— start —

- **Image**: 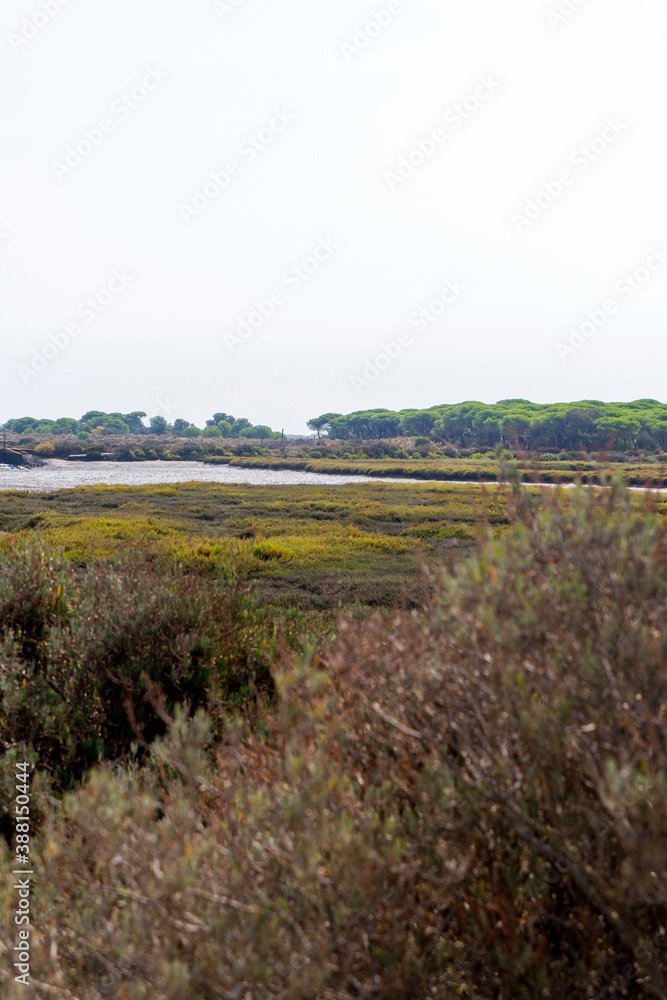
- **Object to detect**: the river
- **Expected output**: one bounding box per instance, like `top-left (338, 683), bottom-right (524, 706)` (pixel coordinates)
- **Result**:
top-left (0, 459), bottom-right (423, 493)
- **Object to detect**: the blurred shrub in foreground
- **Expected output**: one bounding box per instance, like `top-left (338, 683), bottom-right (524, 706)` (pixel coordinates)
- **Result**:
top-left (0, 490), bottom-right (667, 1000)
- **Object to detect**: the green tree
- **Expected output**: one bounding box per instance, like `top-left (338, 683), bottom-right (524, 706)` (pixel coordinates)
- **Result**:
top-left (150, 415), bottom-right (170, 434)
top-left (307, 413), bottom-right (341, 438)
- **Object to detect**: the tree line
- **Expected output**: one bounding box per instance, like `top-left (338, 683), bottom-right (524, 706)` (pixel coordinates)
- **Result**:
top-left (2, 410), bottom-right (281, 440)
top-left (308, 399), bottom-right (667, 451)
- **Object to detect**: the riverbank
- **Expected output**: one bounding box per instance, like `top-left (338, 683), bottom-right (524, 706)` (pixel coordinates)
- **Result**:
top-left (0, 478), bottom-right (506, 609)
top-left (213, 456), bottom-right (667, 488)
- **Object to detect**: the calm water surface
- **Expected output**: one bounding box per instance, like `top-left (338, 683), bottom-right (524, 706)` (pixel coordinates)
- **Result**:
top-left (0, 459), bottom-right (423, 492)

— end —
— start —

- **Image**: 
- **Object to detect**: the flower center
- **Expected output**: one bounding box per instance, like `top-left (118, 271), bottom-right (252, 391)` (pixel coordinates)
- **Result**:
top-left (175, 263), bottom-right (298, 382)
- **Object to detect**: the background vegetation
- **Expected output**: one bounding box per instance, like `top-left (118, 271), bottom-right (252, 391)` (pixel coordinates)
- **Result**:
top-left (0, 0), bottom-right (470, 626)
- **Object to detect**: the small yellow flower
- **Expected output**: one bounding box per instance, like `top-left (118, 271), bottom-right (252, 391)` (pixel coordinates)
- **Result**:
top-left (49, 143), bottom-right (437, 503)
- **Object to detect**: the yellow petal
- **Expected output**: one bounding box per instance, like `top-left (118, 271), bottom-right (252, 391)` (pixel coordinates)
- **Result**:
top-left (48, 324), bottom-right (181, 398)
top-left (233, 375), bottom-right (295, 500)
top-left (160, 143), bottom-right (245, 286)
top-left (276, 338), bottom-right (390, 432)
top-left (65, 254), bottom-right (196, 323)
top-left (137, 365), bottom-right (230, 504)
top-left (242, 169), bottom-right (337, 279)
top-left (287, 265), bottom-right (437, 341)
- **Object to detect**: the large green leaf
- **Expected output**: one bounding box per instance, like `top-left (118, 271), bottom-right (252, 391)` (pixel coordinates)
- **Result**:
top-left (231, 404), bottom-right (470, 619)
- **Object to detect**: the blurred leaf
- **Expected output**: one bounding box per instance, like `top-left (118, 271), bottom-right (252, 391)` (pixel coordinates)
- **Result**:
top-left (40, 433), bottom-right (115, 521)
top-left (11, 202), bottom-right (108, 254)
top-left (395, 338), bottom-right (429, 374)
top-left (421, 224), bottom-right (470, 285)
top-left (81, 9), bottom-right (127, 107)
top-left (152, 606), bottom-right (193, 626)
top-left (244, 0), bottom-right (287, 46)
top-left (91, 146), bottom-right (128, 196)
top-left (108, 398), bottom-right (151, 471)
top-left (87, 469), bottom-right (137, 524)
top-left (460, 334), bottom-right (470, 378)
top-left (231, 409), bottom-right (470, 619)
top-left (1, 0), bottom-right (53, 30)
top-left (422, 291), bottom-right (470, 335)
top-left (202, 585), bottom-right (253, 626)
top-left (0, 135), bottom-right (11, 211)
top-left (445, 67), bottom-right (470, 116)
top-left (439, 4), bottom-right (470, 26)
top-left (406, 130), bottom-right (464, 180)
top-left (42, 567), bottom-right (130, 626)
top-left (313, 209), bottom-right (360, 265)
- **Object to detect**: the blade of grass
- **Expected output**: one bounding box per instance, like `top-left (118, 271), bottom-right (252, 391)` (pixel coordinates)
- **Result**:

— end —
— start —

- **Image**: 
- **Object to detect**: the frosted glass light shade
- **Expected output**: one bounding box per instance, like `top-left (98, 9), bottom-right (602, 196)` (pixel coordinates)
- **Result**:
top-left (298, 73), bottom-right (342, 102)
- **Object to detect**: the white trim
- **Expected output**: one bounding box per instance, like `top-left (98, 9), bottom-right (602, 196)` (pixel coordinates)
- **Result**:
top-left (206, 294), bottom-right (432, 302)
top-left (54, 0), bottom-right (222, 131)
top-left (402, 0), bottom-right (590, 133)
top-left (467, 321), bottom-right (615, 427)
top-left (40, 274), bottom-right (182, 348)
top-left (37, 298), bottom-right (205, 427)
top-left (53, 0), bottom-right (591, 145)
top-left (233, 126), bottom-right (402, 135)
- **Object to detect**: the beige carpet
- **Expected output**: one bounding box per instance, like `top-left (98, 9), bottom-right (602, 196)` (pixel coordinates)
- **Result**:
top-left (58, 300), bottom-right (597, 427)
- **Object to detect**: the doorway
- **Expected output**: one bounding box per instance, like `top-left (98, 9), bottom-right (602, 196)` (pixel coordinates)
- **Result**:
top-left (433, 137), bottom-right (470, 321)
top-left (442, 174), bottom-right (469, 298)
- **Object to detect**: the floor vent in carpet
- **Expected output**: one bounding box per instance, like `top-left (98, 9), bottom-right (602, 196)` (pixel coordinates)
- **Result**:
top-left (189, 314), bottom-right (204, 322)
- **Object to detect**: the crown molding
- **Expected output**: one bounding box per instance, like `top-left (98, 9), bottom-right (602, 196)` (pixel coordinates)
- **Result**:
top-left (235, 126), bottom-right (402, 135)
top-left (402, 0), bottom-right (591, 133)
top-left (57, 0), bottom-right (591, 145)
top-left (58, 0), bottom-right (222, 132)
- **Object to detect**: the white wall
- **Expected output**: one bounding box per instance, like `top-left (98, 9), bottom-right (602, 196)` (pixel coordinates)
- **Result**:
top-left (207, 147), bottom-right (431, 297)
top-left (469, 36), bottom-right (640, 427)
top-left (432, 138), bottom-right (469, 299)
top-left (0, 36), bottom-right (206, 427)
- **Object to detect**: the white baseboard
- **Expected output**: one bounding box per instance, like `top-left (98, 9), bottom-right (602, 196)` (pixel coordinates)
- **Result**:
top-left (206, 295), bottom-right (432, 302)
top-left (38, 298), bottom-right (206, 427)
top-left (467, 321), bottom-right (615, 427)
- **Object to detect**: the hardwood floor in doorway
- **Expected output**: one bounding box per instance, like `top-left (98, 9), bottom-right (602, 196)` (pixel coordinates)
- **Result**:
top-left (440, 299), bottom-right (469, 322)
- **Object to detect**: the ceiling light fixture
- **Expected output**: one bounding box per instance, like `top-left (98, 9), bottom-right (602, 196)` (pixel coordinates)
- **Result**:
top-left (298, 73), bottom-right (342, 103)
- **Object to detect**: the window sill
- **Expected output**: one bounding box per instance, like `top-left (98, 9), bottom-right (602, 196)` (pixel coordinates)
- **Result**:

— end —

> **GIVEN EXERCISE**:
Please copy out, unchanged, the lines of the listing from the line with "- **Object to detect**: the floor" to the line with "top-left (440, 299), bottom-right (469, 322)", including both of those lines.

> **WRITTEN ANSWER**:
- **Object to detect**: the floor vent in carpet
- **Expected output**: one bounding box per instance, like `top-left (98, 9), bottom-right (602, 196)` (pixel coordinates)
- **Result**:
top-left (189, 314), bottom-right (204, 322)
- **Object to detect**: the crown molding
- **Expected output**: one bounding box per instance, like `top-left (98, 9), bottom-right (602, 196)` (pixel coordinates)
- **Result**:
top-left (235, 126), bottom-right (402, 135)
top-left (402, 0), bottom-right (591, 133)
top-left (57, 0), bottom-right (591, 145)
top-left (58, 0), bottom-right (222, 132)
- **Object to detect**: the white wall
- **Expected output**: one bounding box per instance, like `top-left (98, 9), bottom-right (602, 196)` (pixel coordinates)
- **Result**:
top-left (207, 147), bottom-right (431, 297)
top-left (469, 36), bottom-right (640, 427)
top-left (432, 138), bottom-right (469, 299)
top-left (0, 36), bottom-right (206, 427)
- **Object to detect**: the white baseboard
- **Expected output**: one bounding box per instance, like `top-left (98, 9), bottom-right (602, 196)` (pixel coordinates)
- **Result**:
top-left (206, 295), bottom-right (432, 302)
top-left (38, 298), bottom-right (206, 427)
top-left (467, 321), bottom-right (615, 427)
- **Object to detect**: the hardwood floor in doorway
- **Expected output**: one bounding box per instance, like `top-left (98, 9), bottom-right (602, 196)` (pixel coordinates)
- **Result**:
top-left (440, 299), bottom-right (469, 322)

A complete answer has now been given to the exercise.